What the task requires>
In your reply, restate all of the records below word for word.

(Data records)

════

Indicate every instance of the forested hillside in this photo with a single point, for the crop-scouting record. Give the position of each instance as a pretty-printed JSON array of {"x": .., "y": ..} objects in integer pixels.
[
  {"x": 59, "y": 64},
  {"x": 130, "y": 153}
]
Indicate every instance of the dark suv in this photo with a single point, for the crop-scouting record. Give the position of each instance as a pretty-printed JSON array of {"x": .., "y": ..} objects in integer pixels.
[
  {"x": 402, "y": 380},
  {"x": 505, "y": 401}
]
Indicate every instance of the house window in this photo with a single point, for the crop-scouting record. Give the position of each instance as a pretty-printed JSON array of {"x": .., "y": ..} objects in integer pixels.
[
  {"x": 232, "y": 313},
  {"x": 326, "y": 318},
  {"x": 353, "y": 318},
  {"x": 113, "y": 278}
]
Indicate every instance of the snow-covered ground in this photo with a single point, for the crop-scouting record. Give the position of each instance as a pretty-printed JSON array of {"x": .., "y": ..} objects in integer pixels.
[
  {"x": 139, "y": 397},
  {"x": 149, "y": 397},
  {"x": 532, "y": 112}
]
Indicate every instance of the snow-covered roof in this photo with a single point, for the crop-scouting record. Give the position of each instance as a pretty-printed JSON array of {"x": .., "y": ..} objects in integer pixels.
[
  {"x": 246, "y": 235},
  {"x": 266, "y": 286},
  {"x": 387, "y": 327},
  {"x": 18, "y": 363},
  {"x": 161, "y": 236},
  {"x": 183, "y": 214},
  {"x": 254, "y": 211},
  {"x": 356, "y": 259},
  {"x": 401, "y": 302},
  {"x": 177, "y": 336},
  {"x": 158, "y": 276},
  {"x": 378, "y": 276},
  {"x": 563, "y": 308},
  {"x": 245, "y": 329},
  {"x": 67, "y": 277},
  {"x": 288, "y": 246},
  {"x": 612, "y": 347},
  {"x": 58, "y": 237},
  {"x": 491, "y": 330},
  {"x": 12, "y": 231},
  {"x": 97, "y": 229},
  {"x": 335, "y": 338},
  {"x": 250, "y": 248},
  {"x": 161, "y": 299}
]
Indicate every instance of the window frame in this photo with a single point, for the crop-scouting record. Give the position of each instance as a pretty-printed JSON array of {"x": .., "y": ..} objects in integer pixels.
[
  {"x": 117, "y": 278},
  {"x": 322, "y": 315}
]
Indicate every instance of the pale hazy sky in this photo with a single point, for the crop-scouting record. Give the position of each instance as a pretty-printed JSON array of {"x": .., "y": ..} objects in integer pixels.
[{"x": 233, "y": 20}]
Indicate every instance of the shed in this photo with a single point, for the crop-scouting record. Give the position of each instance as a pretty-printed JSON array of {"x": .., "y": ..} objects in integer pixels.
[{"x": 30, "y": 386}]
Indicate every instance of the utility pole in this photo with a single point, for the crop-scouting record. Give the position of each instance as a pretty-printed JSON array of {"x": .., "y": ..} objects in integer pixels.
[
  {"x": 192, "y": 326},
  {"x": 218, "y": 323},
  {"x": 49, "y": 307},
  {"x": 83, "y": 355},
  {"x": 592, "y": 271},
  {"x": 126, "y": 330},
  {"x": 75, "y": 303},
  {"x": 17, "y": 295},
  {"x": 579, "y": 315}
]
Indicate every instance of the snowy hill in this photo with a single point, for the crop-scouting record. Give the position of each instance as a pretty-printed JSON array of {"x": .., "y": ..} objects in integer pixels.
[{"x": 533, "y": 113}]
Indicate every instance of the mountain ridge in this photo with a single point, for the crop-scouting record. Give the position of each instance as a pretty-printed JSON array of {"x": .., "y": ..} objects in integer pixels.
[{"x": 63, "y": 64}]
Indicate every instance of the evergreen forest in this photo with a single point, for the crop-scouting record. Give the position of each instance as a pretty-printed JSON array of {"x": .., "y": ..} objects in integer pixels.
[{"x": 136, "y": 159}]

════

Output of the task>
Indicate every instance of the forested hillside in this photo with a single point, for the crop-scouting record. Give the position of each instance as a pretty-printed JSON array of {"x": .., "y": ..} objects in integer pixels.
[
  {"x": 59, "y": 64},
  {"x": 130, "y": 153}
]
Indicate every instance of the dark suv in this photo with a single point, for the crop-scouting record. Give the position of each instance as a pretty-printed JSON array of {"x": .., "y": ..} objects in integer pixels.
[
  {"x": 402, "y": 380},
  {"x": 505, "y": 401}
]
Indicate every instance of the house window in this photo with a single point, for the crop-scouting record. Give the position of each instance as a pretty-printed JSON array of {"x": .., "y": ..} objects in integer pixels.
[
  {"x": 232, "y": 313},
  {"x": 326, "y": 318},
  {"x": 353, "y": 318},
  {"x": 113, "y": 278}
]
Indicate every instance of the snow-covered ground in this photo with a single point, for the crop-scouting record. Give the position of each instance as a pretty-printed JSON array of {"x": .., "y": ..} objects in integer pixels.
[
  {"x": 139, "y": 397},
  {"x": 149, "y": 397},
  {"x": 532, "y": 112}
]
Indicate every instance of the snow-covered roof in this photo with a single point, for the crop-scouting record. Give the position of each instance as a pretty-printed JSON array of {"x": .., "y": ..} objects in integer pixels.
[
  {"x": 246, "y": 235},
  {"x": 266, "y": 286},
  {"x": 387, "y": 327},
  {"x": 18, "y": 363},
  {"x": 161, "y": 236},
  {"x": 183, "y": 214},
  {"x": 254, "y": 211},
  {"x": 356, "y": 259},
  {"x": 401, "y": 302},
  {"x": 177, "y": 336},
  {"x": 158, "y": 276},
  {"x": 378, "y": 276},
  {"x": 563, "y": 308},
  {"x": 245, "y": 329},
  {"x": 67, "y": 277},
  {"x": 288, "y": 246},
  {"x": 612, "y": 347},
  {"x": 58, "y": 237},
  {"x": 491, "y": 330},
  {"x": 12, "y": 231},
  {"x": 97, "y": 229},
  {"x": 335, "y": 338},
  {"x": 250, "y": 248},
  {"x": 161, "y": 299}
]
Indicate every instance of the window frame in this photo with a single point, for the crop-scouting record. Give the position of each instance as a pretty-printed JSON array of {"x": .., "y": ..} objects in integer pixels.
[
  {"x": 117, "y": 278},
  {"x": 322, "y": 315}
]
Indicate every instance of the pale hazy sky in this photo with a single point, for the crop-scouting record. Give the position of each instance as a pretty-printed JSON array of {"x": .., "y": ..} objects in integer pixels.
[{"x": 233, "y": 20}]
Indicate every instance of the shed in this photo with a single point, for the crop-scouting record. Give the position of each instance as a pretty-printed JSON array of {"x": .., "y": ..} objects in integer pixels.
[{"x": 30, "y": 386}]
Indicate every instance of the utility pole in this photo with a single point, for the crop-scouting record. Give the position of each instance as a pretty-printed JSON array of {"x": .., "y": ..} objects in integer pixels.
[
  {"x": 192, "y": 326},
  {"x": 218, "y": 323},
  {"x": 49, "y": 307},
  {"x": 83, "y": 355},
  {"x": 592, "y": 271},
  {"x": 126, "y": 330},
  {"x": 75, "y": 303},
  {"x": 17, "y": 295},
  {"x": 579, "y": 315}
]
Indicate every instance of the snowy hill in this photo with a single point, for the crop-scouting record. Give the position of each instance as a pretty-printed JSON array of {"x": .., "y": ..} objects in integer pixels.
[{"x": 533, "y": 113}]
Indicate every instance of the mountain ridge in this photo with a single point, for the crop-scouting record. Give the position of each instance as a pretty-printed JSON array of {"x": .., "y": ..} objects in integer pixels.
[{"x": 63, "y": 64}]
Indicate every instance of the evergreen forest in this photo with a single point, for the crop-scouting record. Give the position of each instance as a pretty-printed JSON array of {"x": .., "y": ..} objects in integer pixels.
[{"x": 136, "y": 159}]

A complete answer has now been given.